Attribute Class has just 2 values, poisonous or edible, but in Emping the user can select which attribute is to be predicted. Selecting Habitat, which has 7 values, immediately highlights a difference with Class.
Emping can test for ambiguous rules, which are rows in the table which are identical, except for the consequent value. There were no such rows for Class, but for Habitat there are 4360. This is an OO Calc screen shot. It looks like the clusters are equal, but one or more differences show up further to the left. But within the groups, which are separated by a blank line, the only difference is the habitat.
After the newlines had been removed, the file was imported into the SQLite database as a separate table. From this table the number of ambiguities, as shown below, was determined through SQL queries. The number of unambiguous rules is the difference, for each habitat, between this and the number of rules in the source table.

• _GOAL_: Summarize the passage on ambiguous rules in Emping in two sentences.

• _STORED ROWS_:

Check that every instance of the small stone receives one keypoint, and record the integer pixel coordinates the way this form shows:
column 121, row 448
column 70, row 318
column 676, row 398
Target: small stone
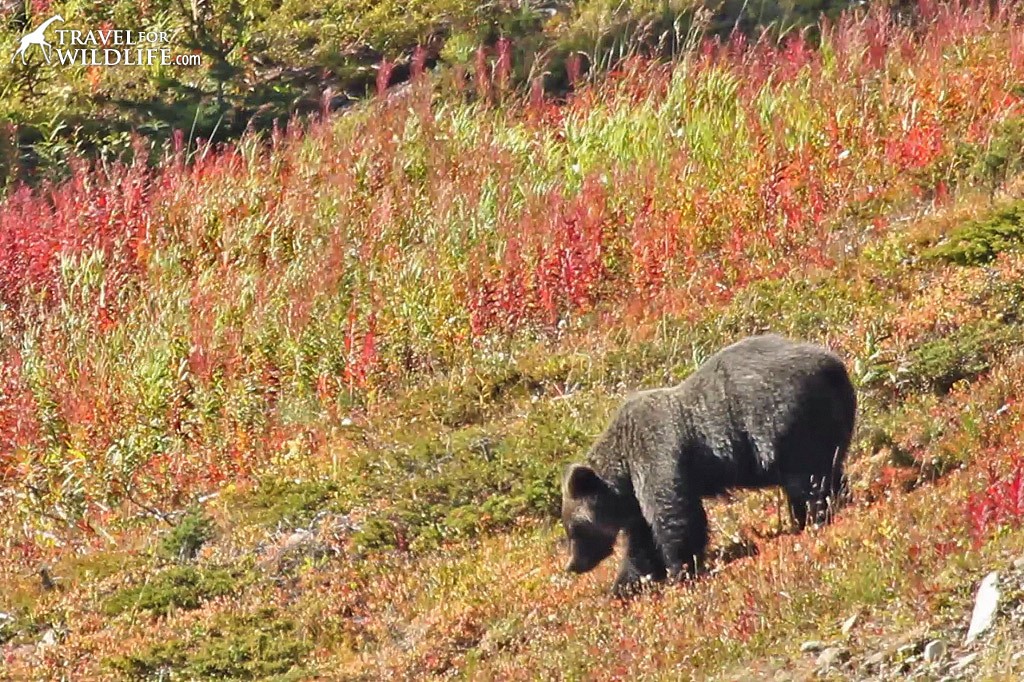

• _WRITTEN SOLUTION_: Emping lets the user choose which attribute to predict, and while Class (2 values) produces no ambiguous rules, meaning rows identical except for the consequent value, Habitat (7 values) produces 4360 of them. These rows were imported into an SQLite database as a separate table, where SQL queries determined the number of ambiguities, and the number of unambiguous rules for each habitat is the difference between that figure and the number of rules in the source table.